Prompt A
In one to three sentences, explain why the news excerpt on the rocket's software calls computing power especially critical for rockets like the SLS.

Officials Raise Concerns About Software for the Most Powerful Rocket Ever Flown (msn.com) 71

NASA's 322-foot rocket "Space Launch System" rocket "would be the most powerful rocket ever flown, eclipsing both the Saturn V that flew astronauts to the moon and SpaceX's Falcon Heavy," reports the Washington Post.

But "it's not the rocket's engines that concern officials but the software that will control everything the rocket does, from setting its trajectory to opening individual valves to open and close." Computing power has become as critical to rockets as the brute force that lifts them out of Earth's atmosphere, especially rockets like the SLS, which is really an amalgamation of parts built by a variety of manufacturers: Boeing builds the rocket's "core stage," the main part of the vehicle. Lockheed Martin builds the Orion spacecraft. Aerojet Rocketdyne and Northrop Grumman are responsible for the RS-25 engines and the side boosters, respectively. And the United Launch Alliance handles the upper stage. All of those components need to work together for a mission to be successful. But NASA's Aerospace Safety Advisory Panel recently said it was concerned about the disjointed way the complicated system was being developed and tested...

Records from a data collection

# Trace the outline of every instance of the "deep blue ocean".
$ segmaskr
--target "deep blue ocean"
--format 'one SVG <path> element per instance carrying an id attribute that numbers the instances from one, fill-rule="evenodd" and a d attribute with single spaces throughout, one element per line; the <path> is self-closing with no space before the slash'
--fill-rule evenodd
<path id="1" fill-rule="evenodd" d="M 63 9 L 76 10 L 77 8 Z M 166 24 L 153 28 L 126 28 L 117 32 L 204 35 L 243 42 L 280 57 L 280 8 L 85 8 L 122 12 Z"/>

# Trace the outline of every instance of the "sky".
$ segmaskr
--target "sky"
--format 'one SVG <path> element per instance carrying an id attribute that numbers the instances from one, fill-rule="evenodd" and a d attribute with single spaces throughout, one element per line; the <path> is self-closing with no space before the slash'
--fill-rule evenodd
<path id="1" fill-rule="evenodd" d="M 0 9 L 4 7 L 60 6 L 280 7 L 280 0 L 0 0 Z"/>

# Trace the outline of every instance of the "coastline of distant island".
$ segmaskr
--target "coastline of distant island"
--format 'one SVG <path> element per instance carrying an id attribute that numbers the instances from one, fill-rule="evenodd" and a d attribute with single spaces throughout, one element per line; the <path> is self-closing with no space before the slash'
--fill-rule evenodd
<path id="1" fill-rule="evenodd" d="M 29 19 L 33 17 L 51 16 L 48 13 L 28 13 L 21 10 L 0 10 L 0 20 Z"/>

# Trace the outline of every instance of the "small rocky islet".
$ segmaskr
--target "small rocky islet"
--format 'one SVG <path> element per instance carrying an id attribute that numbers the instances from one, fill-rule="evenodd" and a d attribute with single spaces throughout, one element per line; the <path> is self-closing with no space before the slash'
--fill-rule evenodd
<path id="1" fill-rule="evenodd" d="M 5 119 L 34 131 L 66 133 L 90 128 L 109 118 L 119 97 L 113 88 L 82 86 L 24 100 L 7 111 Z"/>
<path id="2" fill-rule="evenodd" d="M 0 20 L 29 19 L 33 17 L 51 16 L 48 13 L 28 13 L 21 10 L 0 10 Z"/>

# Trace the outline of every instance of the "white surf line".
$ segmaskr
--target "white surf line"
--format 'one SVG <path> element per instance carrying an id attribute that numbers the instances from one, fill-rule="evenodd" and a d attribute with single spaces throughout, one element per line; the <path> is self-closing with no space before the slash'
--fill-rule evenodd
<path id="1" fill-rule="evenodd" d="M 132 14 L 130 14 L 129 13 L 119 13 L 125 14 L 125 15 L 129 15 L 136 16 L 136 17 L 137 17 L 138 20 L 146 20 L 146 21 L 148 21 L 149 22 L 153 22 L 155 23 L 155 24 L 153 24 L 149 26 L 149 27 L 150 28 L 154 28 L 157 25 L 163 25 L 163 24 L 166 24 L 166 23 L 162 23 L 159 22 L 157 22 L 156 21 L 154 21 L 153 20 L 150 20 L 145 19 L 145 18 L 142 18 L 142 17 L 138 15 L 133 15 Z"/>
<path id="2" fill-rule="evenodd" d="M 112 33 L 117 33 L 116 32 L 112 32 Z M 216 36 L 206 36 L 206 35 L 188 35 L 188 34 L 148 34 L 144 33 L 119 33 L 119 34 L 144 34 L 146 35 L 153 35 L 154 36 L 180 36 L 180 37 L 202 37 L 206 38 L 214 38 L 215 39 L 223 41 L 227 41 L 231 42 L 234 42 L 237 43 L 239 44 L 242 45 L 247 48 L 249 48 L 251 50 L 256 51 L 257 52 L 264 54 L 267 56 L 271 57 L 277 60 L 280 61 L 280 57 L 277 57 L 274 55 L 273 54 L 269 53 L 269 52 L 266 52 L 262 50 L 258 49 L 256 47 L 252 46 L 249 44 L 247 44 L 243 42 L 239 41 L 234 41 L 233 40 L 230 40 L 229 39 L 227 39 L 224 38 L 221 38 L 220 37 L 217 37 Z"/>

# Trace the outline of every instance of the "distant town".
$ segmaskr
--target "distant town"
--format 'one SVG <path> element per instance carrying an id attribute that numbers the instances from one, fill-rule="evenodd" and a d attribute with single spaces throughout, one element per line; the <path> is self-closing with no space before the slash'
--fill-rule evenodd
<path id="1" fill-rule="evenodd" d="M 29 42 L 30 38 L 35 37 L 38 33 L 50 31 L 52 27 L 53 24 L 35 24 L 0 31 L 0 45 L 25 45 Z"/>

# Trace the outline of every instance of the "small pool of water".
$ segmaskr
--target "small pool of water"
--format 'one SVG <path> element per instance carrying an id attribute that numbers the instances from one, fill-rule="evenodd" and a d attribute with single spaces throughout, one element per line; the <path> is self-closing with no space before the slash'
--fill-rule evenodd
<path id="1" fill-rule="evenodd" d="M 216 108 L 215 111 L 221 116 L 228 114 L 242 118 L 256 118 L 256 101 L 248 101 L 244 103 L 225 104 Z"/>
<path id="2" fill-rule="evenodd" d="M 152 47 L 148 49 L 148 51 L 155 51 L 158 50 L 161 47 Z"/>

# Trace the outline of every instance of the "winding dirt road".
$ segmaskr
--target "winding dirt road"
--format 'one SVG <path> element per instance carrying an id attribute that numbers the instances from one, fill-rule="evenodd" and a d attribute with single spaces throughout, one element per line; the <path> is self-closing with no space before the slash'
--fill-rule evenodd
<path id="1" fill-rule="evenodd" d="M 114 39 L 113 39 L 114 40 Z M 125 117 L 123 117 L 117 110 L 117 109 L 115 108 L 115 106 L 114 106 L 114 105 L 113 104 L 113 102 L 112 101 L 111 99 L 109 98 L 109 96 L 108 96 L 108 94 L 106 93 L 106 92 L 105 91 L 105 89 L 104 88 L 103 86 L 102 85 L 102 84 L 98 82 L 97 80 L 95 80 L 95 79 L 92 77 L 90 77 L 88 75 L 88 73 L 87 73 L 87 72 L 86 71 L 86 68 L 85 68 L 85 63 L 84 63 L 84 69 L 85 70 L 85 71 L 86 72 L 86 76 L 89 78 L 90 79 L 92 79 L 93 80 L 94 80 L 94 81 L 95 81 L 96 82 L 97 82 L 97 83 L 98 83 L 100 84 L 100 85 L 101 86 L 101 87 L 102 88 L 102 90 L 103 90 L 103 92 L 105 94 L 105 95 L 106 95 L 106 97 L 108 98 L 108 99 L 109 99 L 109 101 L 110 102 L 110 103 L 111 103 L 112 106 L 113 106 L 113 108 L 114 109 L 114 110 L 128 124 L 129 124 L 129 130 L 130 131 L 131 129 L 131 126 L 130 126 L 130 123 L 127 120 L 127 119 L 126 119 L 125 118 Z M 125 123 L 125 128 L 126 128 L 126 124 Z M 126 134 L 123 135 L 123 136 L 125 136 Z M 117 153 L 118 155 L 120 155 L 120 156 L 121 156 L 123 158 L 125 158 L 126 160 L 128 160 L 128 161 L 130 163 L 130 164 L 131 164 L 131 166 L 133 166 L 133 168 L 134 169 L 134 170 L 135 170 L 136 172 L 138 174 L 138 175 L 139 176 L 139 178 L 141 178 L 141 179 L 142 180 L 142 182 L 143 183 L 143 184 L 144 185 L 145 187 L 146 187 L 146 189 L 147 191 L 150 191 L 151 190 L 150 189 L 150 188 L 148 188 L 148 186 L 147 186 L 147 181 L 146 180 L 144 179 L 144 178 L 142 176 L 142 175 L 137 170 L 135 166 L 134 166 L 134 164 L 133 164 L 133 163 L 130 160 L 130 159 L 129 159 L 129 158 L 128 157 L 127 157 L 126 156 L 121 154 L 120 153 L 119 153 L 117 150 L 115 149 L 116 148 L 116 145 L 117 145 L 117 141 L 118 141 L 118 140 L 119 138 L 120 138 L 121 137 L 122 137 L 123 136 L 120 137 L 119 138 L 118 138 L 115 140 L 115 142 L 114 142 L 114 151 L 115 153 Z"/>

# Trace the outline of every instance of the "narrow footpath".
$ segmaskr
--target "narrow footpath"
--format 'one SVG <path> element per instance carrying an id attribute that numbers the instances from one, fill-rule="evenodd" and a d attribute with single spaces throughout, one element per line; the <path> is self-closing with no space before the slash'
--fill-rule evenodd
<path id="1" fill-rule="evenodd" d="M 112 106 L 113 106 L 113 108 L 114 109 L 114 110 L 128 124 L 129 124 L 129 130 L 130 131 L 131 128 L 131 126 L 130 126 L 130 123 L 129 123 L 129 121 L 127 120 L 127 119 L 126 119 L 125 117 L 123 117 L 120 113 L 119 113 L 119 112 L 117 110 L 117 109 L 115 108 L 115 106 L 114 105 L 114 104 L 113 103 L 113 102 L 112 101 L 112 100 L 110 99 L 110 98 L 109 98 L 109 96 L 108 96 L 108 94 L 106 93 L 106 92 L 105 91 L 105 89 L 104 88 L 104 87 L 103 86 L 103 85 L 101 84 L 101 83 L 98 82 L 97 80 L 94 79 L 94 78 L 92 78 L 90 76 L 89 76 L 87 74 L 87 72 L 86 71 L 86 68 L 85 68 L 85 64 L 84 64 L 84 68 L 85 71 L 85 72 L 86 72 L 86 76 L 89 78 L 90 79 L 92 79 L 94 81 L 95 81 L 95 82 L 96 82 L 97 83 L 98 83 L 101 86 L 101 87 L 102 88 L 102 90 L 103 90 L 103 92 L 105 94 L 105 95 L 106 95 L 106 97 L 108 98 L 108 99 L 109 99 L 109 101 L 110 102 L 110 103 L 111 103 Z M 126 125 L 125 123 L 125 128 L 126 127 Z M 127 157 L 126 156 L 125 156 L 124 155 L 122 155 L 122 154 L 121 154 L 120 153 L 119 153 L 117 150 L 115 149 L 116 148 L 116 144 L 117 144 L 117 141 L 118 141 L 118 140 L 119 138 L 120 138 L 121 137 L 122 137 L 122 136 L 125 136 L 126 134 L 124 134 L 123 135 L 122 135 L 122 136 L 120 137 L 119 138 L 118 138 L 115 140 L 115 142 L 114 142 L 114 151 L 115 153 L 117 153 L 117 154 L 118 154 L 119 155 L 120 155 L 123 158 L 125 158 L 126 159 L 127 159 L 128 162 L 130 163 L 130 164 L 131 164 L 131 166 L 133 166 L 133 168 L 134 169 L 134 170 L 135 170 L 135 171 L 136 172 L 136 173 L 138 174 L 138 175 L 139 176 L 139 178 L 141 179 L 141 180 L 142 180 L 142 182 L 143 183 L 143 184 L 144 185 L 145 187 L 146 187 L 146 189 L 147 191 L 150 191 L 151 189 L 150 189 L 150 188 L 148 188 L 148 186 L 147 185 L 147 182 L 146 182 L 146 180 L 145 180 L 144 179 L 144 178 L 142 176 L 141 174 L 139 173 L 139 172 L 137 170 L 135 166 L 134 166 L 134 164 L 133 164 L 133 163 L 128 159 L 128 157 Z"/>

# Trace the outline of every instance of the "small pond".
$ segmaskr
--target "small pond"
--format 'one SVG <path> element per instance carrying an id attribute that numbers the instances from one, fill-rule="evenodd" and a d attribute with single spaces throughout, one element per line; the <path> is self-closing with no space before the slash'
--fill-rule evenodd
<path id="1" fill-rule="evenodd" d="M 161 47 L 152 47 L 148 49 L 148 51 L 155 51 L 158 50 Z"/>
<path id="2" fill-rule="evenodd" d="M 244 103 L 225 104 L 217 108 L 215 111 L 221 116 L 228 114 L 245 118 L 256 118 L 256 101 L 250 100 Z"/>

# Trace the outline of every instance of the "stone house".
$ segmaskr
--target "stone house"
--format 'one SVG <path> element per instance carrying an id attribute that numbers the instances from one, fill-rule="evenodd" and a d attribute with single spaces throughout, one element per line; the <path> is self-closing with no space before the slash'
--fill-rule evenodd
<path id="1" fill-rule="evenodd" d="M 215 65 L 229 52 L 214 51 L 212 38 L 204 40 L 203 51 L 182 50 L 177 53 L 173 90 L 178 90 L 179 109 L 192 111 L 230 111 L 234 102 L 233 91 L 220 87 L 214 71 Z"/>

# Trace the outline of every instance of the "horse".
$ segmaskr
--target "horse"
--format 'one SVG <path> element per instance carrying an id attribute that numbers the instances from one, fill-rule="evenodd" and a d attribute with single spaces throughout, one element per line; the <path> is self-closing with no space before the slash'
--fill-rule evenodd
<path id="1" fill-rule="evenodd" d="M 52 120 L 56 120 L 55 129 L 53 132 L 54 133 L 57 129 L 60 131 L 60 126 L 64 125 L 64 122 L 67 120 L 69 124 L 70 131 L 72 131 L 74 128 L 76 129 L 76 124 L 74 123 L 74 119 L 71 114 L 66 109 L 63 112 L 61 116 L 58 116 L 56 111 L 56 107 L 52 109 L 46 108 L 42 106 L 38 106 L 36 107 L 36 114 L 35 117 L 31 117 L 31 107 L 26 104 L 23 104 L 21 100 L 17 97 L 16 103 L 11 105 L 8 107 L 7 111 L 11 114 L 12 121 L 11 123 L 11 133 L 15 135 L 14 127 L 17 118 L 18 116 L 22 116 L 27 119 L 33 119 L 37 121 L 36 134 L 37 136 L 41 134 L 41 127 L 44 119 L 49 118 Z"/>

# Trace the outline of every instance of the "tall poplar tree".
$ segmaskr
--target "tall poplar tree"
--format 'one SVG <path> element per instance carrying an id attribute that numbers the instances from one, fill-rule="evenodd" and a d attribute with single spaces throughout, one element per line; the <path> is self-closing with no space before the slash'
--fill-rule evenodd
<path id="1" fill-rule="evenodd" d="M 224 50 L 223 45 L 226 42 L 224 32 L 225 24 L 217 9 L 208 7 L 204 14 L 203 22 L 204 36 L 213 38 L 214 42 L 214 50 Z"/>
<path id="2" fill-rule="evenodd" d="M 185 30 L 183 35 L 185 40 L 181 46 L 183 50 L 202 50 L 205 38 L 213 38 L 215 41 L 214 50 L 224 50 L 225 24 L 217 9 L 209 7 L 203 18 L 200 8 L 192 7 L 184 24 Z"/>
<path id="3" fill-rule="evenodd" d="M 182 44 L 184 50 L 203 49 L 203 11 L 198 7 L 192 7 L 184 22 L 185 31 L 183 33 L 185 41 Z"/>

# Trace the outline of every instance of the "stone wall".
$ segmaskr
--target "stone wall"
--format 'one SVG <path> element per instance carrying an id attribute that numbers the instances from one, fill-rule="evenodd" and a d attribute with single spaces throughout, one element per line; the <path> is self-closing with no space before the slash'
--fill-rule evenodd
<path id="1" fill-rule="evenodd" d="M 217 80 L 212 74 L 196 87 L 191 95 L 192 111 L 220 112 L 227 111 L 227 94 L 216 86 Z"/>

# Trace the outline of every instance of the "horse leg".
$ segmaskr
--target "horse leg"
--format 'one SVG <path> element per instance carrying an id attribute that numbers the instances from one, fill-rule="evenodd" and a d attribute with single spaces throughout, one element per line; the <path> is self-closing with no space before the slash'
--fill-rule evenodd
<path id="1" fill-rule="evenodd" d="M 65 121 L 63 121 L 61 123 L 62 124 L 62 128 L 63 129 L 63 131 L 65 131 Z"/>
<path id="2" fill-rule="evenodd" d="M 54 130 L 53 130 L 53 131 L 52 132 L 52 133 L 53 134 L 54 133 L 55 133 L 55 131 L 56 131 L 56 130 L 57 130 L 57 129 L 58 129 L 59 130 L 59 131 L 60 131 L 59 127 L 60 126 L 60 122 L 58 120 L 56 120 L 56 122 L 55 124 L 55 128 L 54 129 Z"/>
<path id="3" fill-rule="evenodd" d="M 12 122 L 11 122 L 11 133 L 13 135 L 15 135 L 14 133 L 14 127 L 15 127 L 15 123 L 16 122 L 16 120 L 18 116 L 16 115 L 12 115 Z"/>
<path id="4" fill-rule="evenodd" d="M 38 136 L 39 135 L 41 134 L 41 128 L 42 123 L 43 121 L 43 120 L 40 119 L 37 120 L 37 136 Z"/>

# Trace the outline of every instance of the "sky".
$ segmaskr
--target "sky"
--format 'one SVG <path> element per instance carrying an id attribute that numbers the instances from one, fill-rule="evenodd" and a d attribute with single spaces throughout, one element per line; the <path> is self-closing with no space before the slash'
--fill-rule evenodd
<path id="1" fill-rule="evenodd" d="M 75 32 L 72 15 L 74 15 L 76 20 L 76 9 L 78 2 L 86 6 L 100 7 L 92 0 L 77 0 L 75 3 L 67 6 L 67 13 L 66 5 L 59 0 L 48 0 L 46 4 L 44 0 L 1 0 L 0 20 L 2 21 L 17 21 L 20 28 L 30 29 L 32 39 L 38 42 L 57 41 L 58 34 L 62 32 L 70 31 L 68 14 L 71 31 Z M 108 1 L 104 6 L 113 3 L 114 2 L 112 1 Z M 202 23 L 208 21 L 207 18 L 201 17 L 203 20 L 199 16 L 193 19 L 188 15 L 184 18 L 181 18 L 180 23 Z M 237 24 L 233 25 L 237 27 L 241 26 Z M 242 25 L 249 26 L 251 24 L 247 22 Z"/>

Prompt B
Please filter the listing above down to every line that contains the word "tree", matching case exactly, and copy those lines.

Correct response A
The SLS is an amalgamation of parts built by a variety of manufacturers: Boeing, Lockheed Martin, Aerojet Rocketdyne, Northrop Grumman, and the United Launch Alliance. All of those components need to work together for a mission to be successful.

Correct response B
# Trace the outline of every instance of the "tall poplar tree".
--target "tall poplar tree"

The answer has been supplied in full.